### Excerpt to read:
■ ■ ■ ■

Families and businesses are watching their bottom lines and stretching each dollar. But House Democrats are pushing a plan to prevent America’s schools from doing the same thing.

The proposed HEROES Act, laying out their demands for the next federal COVID-19 relief package, pledges $175 billion to K-12 public schools to help cover pandemic-related costs and backfill lost state revenues. But to qualify, states must keep spending as much on education as they averaged during the past three years from now until mid-2022. That condition was a priority for teachers unions, which claimed that otherwise states might shift funds to other priorities.

But there’s a real chance that state tax receipts won’t rebound to their pre-pandemic levels until 2023 or later, meaning states should be looking for long-term fixes instead of short-term bailouts. And no state needs to look more carefully at how it spends education money than New York.

■ ■ ■ ■

### Data for review:
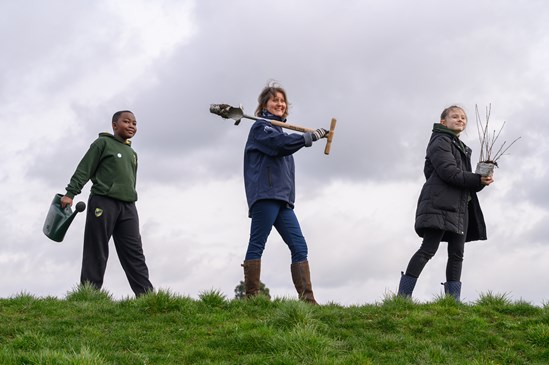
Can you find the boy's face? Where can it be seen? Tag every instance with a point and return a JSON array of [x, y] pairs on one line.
[[126, 126], [456, 121]]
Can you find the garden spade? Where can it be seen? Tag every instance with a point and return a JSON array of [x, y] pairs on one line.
[[230, 112]]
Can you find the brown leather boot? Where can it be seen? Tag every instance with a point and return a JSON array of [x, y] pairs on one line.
[[252, 271], [301, 277]]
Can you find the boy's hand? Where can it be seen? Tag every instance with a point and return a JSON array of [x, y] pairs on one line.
[[319, 133], [66, 200], [486, 180]]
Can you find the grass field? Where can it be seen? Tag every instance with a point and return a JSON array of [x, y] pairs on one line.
[[89, 327]]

■ ■ ■ ■

### Activity list:
1. Write out everything in the school funding passage from "The proposed HEROES" down to "than New York.".
2. According to the school funding passage, how much does the proposed HEROES Act pledge to K-12 public schools?

### Numbered answers:
1.
The proposed HEROES Act, laying out their demands for the next federal COVID-19 relief package, pledges $175 billion to K-12 public schools to help cover pandemic-related costs and backfill lost state revenues. But to qualify, states must keep spending as much on education as they averaged during the past three years from now until mid-2022. That condition was a priority for teachers unions, which claimed that otherwise states might shift funds to other priorities.

But there’s a real chance that state tax receipts won’t rebound to their pre-pandemic levels until 2023 or later, meaning states should be looking for long-term fixes instead of short-term bailouts. And no state needs to look more carefully at how it spends education money than New York.

2. $175 billion